* **Task directions**
Leave out the images and set down the records below exactly.

---- Study material

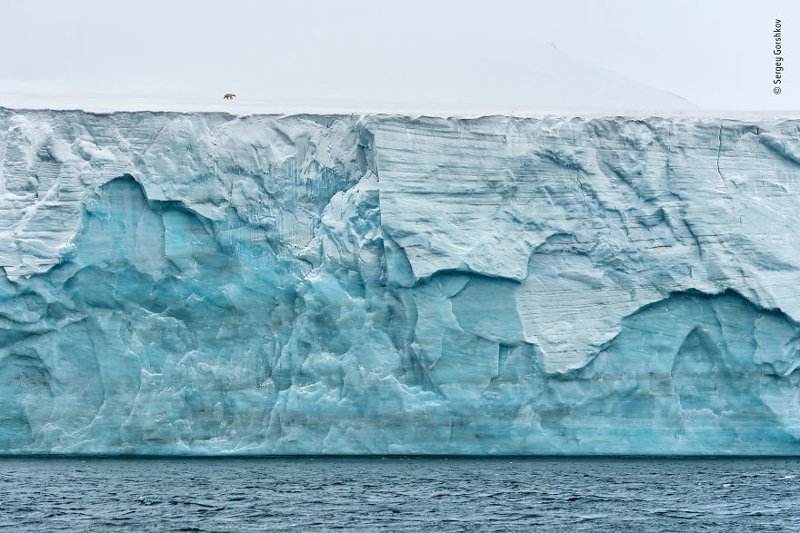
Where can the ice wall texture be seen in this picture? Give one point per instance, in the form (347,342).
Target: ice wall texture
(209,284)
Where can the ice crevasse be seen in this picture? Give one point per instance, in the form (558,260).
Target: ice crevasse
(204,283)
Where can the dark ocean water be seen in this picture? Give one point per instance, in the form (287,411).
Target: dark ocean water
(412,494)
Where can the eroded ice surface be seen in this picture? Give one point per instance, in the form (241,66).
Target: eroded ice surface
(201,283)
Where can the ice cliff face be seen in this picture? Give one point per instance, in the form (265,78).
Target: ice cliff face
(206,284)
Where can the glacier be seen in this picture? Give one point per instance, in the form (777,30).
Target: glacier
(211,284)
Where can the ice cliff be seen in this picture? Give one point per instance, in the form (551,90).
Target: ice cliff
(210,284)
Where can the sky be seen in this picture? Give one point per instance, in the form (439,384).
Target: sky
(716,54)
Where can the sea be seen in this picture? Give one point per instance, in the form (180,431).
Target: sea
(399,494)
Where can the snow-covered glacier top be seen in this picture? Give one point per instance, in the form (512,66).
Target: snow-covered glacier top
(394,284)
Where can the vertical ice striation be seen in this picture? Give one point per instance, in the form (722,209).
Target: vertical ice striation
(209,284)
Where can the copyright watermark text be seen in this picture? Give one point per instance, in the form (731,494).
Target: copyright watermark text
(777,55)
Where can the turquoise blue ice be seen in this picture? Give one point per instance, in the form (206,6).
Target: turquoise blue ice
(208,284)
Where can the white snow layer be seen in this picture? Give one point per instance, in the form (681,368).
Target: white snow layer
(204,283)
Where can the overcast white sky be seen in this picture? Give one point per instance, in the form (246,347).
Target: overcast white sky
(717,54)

--------

* **Exercise result**
Where can the ice wall texture be seen in this picture? Give one point per instance, in the form (347,342).
Target: ice wall texture
(209,284)
Where can the ice crevasse be seen in this picture? Give one point per instance, in the form (558,260).
Target: ice crevasse
(204,283)
Where can the dark ocean water be seen in this picture? Give one point per instance, in the form (287,411).
Target: dark ocean water
(412,494)
Where can the eroded ice surface be seen in this picture? Give one point per instance, in the form (241,66).
Target: eroded ice surface
(201,283)
Where can the ice cliff face be seen in this picture? Give one point per instance, in the form (265,78).
Target: ice cliff face
(206,284)
Where can the glacier be seen in this picture? Give one point per instance, in the form (777,30).
Target: glacier
(211,284)
Where can the ice cliff be seen in this picture? Give one point per instance, in the form (551,90).
Target: ice cliff
(210,284)
Where can the sky be seen in this picture? Give one point per instance, in the form (439,384).
Target: sky
(716,54)
Where can the sea be seen in this picture? Give one point per instance, in the form (180,431).
Target: sea
(399,494)
Where can the snow-covered glacier top be seen in this picture? Give one point per instance, in the form (512,66).
Target: snow-covered glacier top
(394,284)
Where can the vertical ice striation be seen in this picture? Give one point per instance, in the form (722,209).
Target: vertical ice striation
(209,284)
Where can the copyright watermark text be seen in this picture? Give one point per instance, in the form (731,494).
Target: copyright watermark text
(777,55)
Where can the turquoise blue ice be seen in this picture? Give one point per instance, in the form (206,6).
Target: turquoise blue ice
(208,284)
Where can the white snow layer be seen in this picture? Give one point per instance, in the form (681,368).
Target: white snow layer
(204,283)
Where can the overcast white sky be seen in this picture? Give one point per instance, in the form (246,347).
Target: overcast white sky
(717,54)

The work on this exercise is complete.